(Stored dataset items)
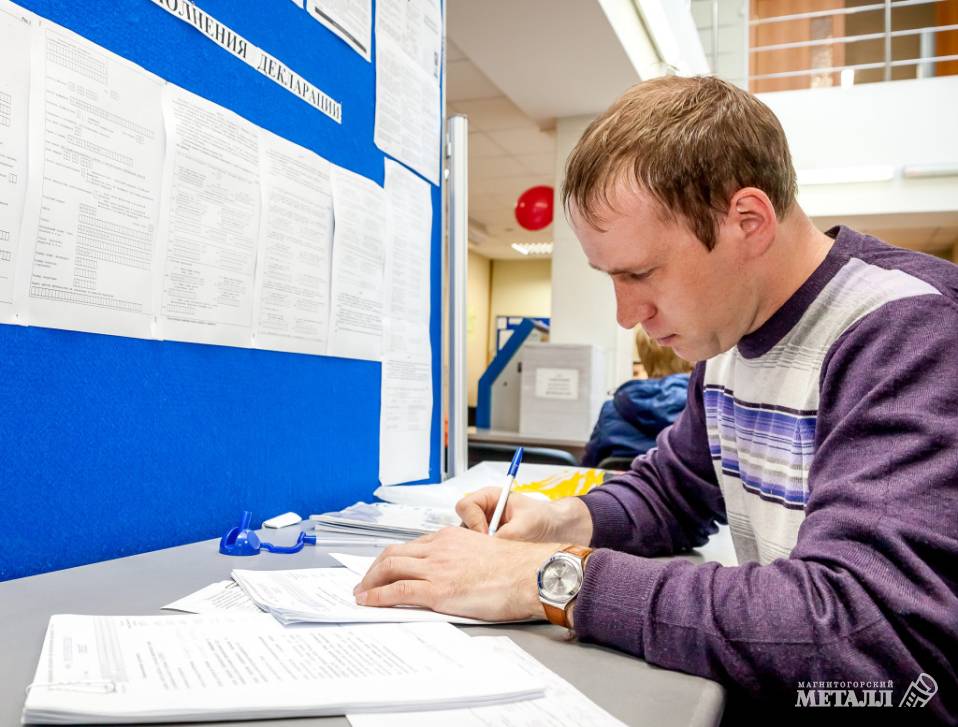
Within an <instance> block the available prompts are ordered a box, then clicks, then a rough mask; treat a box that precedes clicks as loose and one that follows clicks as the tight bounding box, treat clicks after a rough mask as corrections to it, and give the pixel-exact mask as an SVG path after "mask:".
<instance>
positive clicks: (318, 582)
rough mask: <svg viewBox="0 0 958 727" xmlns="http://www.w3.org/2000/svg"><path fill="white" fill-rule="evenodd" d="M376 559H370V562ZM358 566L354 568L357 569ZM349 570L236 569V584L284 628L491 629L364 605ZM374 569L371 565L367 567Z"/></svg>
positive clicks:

§ TASK INSTRUCTIONS:
Find the word "clicks" in the records, and report each line that has it.

§ RESPONSE TO THIS EXERCISE:
Within an <instance> block the available prompts are ordered a box, then clicks, then a rough mask; treat a box that precedes clicks as loose and one that follows clicks as the tight bounding box, treat clicks after a rough mask as corrections to it, and give the pixel-exact mask as an SVG path after "mask:".
positive clicks: (318, 582)
positive clicks:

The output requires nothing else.